RAW DATA

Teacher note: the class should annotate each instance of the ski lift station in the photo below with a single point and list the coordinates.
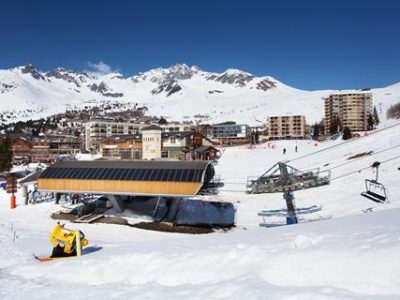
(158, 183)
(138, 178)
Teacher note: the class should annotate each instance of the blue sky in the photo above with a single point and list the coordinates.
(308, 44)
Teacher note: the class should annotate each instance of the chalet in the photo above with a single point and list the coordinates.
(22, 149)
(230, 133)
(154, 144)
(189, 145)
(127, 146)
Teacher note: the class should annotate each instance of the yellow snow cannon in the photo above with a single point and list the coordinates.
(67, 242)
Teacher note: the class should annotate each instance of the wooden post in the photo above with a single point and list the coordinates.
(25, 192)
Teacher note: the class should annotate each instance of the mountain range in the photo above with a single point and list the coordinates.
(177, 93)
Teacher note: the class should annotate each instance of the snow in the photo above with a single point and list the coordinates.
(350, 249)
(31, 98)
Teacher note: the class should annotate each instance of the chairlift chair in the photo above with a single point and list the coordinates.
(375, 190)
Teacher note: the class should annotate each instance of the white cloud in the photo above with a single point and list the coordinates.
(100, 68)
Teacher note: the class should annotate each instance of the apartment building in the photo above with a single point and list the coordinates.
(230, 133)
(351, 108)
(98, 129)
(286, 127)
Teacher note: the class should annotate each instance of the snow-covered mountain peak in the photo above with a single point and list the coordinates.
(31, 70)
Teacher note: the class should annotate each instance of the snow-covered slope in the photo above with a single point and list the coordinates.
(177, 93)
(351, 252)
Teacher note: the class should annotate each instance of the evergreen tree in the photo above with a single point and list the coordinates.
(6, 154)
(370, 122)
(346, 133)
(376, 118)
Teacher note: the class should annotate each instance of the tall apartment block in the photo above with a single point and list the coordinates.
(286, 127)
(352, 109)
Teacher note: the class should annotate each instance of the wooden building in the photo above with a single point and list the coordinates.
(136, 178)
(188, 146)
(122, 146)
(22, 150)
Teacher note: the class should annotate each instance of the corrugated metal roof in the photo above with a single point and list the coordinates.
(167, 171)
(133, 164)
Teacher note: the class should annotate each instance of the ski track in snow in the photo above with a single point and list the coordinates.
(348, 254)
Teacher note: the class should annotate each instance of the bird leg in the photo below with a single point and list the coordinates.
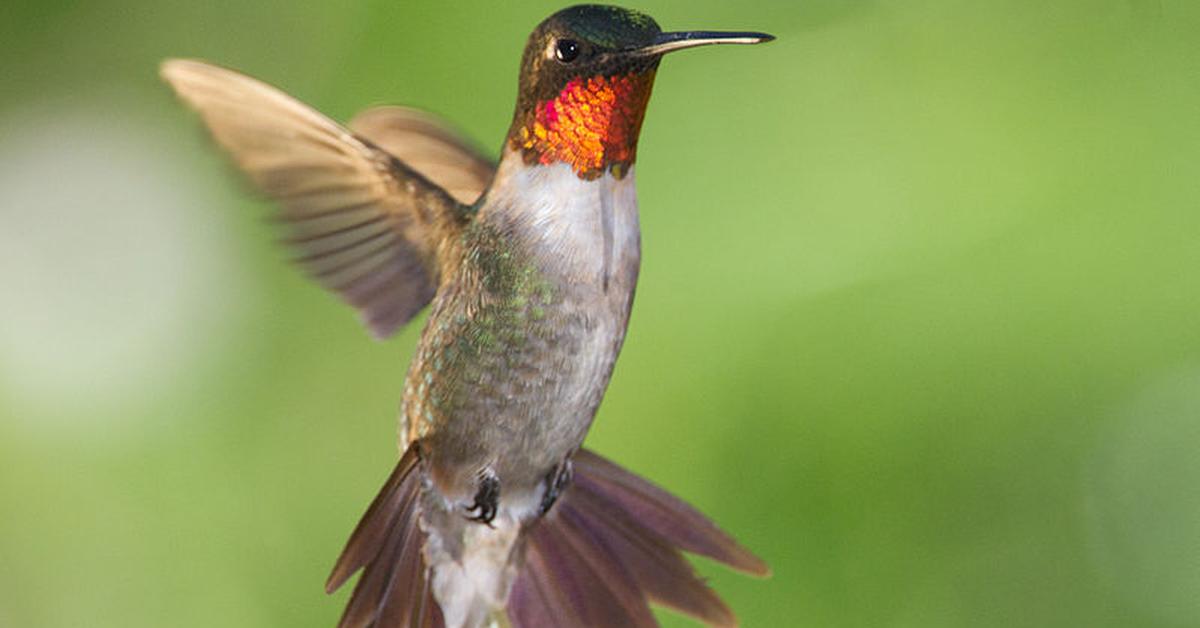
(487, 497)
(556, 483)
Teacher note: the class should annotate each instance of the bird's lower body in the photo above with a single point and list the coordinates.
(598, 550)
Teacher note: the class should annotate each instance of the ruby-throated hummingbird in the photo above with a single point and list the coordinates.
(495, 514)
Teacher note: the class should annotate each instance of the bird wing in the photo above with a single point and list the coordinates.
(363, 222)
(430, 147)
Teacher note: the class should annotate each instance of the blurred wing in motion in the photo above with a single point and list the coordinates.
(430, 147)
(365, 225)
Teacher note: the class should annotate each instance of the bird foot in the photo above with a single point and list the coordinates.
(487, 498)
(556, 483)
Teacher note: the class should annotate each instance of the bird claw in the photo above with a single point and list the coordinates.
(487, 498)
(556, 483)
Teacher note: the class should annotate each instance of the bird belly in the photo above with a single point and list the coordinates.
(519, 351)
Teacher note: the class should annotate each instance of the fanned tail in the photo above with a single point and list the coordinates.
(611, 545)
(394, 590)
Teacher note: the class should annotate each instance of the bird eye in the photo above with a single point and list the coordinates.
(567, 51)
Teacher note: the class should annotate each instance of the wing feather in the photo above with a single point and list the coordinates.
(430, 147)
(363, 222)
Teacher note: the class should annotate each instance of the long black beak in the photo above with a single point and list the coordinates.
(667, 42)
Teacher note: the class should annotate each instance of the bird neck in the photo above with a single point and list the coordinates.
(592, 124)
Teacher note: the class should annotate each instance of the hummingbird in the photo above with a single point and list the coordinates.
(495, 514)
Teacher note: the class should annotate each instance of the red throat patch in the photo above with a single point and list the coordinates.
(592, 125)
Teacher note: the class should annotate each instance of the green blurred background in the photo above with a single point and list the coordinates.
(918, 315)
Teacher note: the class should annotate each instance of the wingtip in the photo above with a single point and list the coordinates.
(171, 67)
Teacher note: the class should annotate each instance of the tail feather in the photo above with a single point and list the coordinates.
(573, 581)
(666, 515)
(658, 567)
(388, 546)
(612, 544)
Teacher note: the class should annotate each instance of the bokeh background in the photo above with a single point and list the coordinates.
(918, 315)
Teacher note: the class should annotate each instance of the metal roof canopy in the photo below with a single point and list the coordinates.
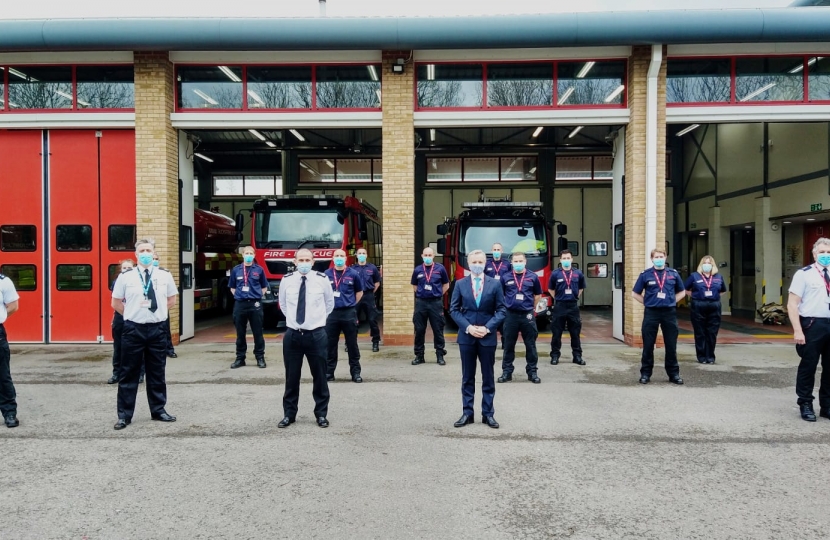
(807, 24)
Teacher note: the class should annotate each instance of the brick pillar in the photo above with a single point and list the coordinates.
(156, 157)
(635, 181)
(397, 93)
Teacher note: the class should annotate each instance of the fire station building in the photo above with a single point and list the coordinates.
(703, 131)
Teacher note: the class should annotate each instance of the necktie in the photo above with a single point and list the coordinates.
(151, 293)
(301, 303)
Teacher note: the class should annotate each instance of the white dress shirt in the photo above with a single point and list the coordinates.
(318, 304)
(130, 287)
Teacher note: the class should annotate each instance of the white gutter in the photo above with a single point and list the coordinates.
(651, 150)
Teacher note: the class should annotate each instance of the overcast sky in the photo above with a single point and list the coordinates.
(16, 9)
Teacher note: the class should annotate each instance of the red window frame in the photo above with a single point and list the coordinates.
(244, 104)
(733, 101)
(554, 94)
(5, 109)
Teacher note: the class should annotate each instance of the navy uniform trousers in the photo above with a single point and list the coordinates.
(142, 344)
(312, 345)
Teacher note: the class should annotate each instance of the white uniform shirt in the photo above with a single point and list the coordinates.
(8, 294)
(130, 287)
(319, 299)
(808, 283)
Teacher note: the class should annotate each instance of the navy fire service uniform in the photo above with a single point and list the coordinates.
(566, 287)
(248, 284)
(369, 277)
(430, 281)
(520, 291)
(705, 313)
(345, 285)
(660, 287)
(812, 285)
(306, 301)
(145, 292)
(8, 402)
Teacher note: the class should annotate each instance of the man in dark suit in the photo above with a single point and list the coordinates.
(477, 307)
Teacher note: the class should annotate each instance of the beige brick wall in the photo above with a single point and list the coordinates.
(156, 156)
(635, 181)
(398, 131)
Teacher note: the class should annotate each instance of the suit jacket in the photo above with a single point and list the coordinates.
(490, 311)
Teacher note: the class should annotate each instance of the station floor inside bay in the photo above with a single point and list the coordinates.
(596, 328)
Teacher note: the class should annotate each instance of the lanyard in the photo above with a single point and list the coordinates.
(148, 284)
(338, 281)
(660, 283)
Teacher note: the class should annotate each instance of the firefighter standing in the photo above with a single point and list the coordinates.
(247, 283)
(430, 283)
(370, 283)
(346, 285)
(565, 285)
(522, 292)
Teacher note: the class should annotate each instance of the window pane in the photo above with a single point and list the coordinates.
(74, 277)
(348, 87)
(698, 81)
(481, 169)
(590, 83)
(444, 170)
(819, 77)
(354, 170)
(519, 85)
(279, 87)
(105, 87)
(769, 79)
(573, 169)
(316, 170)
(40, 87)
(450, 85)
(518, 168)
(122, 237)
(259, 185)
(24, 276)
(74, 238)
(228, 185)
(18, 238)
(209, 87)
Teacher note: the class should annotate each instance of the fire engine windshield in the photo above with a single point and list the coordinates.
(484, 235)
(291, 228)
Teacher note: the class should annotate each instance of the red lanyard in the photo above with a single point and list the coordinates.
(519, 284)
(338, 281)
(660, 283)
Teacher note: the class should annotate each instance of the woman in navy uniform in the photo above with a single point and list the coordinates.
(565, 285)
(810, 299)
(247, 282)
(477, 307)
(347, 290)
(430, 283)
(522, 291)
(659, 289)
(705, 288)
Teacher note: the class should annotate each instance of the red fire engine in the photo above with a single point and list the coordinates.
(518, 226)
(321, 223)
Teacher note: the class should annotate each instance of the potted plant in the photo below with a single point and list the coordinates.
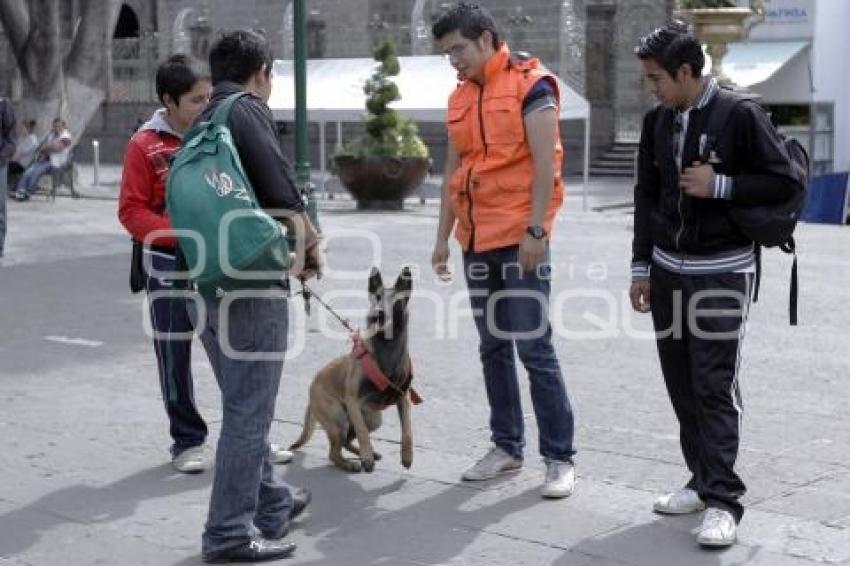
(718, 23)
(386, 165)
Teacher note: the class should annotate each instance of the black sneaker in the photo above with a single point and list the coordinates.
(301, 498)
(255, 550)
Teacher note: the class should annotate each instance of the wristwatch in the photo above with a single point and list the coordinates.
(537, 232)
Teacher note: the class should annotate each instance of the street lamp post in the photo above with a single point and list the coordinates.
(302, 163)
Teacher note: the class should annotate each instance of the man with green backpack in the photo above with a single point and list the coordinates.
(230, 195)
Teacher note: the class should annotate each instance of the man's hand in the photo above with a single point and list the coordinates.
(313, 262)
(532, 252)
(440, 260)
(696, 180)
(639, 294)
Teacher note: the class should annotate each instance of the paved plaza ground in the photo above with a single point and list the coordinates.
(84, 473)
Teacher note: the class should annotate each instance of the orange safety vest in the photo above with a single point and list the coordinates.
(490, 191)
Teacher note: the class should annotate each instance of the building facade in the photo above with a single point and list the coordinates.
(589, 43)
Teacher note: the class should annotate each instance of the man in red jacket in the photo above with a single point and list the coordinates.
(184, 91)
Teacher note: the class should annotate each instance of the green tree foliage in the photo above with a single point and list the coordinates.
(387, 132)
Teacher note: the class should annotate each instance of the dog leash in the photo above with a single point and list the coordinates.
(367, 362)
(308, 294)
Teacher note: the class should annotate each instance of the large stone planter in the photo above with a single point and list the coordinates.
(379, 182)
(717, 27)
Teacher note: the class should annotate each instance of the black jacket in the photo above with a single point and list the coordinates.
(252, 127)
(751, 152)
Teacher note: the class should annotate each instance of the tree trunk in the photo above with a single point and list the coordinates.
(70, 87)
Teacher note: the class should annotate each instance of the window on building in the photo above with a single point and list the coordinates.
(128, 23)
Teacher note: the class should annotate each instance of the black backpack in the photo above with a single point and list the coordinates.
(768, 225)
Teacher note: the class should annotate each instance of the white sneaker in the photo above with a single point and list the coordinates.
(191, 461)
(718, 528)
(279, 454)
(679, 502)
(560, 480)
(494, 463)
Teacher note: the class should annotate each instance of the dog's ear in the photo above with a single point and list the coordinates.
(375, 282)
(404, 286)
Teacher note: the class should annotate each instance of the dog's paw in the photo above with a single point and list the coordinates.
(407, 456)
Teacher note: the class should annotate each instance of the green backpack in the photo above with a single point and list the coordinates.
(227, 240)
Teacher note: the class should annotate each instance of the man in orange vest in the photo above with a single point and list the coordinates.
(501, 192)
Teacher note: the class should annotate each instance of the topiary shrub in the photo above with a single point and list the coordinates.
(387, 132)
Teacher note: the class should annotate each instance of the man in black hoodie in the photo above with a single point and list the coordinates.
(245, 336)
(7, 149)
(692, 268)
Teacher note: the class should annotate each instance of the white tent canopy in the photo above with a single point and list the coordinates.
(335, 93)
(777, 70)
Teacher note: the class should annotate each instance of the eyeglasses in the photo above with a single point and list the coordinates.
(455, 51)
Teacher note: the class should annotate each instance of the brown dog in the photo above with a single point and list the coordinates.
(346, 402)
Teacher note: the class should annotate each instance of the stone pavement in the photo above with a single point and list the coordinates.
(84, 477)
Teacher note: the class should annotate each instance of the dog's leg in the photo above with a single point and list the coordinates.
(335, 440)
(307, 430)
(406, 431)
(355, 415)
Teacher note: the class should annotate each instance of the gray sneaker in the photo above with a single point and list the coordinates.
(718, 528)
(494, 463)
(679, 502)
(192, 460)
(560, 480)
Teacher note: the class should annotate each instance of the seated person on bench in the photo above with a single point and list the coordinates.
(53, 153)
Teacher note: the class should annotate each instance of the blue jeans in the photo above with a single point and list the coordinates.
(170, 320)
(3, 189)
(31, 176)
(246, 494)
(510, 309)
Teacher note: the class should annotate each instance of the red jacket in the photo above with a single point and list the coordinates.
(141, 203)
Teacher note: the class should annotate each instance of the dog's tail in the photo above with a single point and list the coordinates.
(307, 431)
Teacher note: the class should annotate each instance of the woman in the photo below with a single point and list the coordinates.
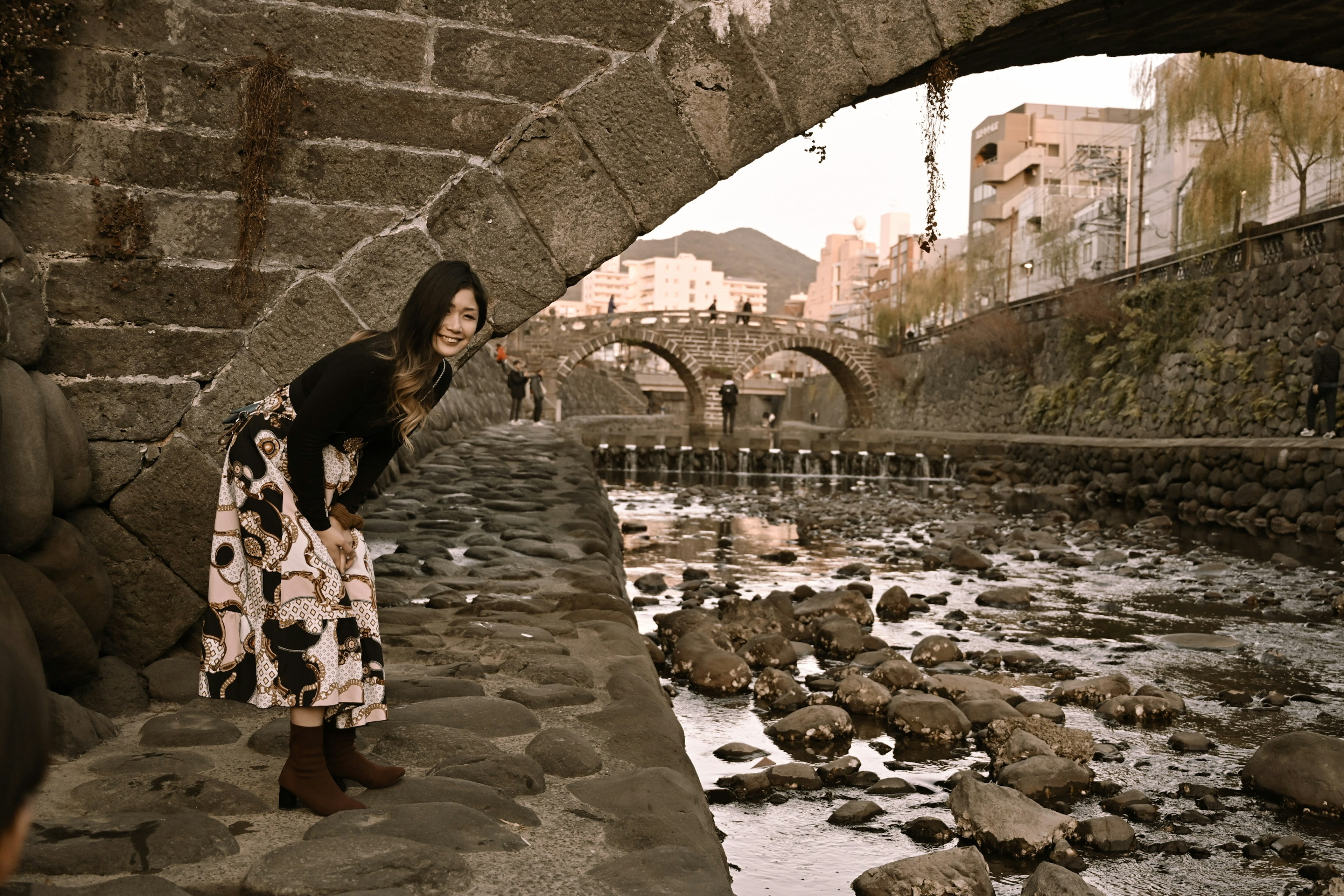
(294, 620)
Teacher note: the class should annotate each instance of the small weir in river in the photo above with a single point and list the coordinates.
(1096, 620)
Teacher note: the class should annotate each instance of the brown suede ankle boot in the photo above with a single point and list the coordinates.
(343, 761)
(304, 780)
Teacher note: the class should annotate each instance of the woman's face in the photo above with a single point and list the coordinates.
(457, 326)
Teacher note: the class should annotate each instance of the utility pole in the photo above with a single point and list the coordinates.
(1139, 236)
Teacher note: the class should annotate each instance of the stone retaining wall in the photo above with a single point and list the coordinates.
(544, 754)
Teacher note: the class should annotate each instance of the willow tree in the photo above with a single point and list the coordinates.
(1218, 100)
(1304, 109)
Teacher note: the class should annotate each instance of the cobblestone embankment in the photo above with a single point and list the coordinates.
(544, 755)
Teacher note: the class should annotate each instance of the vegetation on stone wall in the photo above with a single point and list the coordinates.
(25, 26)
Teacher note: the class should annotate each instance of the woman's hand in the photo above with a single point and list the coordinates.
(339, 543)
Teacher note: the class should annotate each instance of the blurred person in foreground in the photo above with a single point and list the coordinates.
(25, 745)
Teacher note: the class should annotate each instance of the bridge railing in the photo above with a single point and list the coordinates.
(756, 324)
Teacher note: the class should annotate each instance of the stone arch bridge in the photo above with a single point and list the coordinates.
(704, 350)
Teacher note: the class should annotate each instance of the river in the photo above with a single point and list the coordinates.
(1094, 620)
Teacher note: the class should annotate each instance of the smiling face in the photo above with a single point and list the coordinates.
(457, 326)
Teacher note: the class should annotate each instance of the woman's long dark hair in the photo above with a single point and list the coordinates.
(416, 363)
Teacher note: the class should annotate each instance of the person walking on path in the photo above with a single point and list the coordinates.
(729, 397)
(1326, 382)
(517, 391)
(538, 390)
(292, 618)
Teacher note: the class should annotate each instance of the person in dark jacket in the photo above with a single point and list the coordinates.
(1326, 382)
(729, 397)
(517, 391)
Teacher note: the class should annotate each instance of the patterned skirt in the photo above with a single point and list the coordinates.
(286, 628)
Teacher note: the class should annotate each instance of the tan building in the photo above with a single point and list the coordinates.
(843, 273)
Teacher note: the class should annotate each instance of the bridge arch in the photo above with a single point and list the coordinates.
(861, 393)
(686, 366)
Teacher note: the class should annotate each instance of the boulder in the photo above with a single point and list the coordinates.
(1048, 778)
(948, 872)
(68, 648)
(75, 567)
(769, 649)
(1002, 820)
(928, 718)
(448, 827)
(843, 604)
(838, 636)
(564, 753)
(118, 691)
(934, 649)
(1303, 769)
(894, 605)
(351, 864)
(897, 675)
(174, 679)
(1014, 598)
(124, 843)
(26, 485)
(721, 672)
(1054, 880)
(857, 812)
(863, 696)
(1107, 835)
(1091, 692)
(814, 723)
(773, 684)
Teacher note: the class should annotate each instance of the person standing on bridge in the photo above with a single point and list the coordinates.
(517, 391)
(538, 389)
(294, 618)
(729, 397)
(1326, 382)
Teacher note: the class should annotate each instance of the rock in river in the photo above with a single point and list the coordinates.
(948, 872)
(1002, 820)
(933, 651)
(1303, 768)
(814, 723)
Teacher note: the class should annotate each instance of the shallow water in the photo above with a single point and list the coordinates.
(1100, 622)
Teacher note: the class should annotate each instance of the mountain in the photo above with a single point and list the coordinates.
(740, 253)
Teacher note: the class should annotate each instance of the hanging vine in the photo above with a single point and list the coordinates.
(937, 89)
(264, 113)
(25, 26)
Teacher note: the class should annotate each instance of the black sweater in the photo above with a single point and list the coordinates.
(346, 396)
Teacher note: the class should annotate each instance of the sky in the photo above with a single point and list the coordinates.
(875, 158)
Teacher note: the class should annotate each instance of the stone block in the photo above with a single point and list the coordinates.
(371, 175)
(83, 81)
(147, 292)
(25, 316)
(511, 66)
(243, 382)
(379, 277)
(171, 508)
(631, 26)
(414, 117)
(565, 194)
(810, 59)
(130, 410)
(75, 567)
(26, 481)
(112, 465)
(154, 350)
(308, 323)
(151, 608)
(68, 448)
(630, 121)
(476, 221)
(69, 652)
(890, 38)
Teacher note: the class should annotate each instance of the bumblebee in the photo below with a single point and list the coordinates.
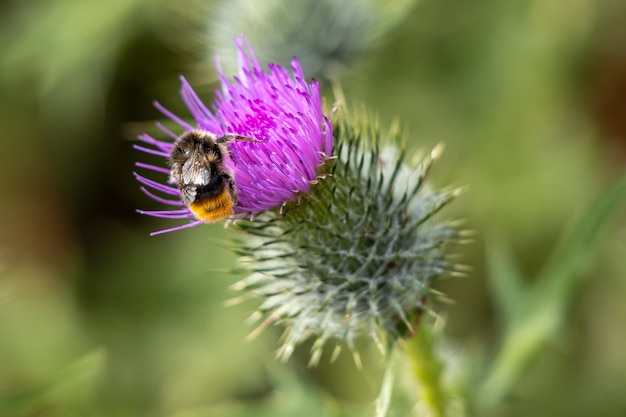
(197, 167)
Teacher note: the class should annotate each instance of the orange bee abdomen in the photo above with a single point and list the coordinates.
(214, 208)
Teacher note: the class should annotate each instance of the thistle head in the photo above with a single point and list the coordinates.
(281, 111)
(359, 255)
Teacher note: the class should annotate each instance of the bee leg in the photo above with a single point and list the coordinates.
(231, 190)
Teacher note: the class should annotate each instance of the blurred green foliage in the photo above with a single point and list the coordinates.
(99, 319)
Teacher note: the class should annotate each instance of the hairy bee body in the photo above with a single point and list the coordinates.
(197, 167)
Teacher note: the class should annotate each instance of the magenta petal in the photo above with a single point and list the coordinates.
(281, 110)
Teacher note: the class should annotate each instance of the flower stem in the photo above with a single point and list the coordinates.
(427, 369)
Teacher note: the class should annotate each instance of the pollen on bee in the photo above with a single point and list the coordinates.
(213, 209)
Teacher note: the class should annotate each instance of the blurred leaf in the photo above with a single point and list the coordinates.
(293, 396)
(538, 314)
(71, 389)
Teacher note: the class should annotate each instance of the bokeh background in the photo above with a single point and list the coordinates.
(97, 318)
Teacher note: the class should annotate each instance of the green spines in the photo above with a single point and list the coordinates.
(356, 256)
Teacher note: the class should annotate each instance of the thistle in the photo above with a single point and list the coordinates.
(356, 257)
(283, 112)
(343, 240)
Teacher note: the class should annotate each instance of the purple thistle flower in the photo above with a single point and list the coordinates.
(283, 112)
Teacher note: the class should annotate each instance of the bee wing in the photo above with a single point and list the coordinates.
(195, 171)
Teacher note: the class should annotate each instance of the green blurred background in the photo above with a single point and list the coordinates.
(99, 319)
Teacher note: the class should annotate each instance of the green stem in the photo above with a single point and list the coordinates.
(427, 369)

SET PROBLEM
Print the line containing "the blurred leaf" and every line after it to the end of the records above, exactly as written, and nothing else.

EXERCISE OUTPUT
Teacher note: the class should annotate each instance of the blurred leaf in the photo above with a single point and list the coordinates.
(293, 396)
(538, 314)
(71, 389)
Teacher note: the class should annotate each instance of the bokeh background in the photo above with a single point and list the coordinates.
(97, 318)
Teacher note: the class should annotate each instance of the green spines in the photo above with a single point and list the coordinates.
(356, 256)
Teacher note: the class should annotate each instance of the thistle in the photo above with a single point and list the coordinates.
(356, 257)
(283, 112)
(343, 240)
Teacher note: the class should annotate each instance of the purple thistle flower in the photo above with a single point and list the coordinates.
(283, 112)
Teacher note: the class should annotate each instance of the bee wing in the photo above with a single point and list the coordinates.
(195, 171)
Teacher note: the class should annotate each instance of the green blurred background in the photo above with a single point and list the coordinates.
(99, 319)
Teacher note: the class should annotate each instance of the green stem in the photo above with a single point and list the coordinates.
(427, 369)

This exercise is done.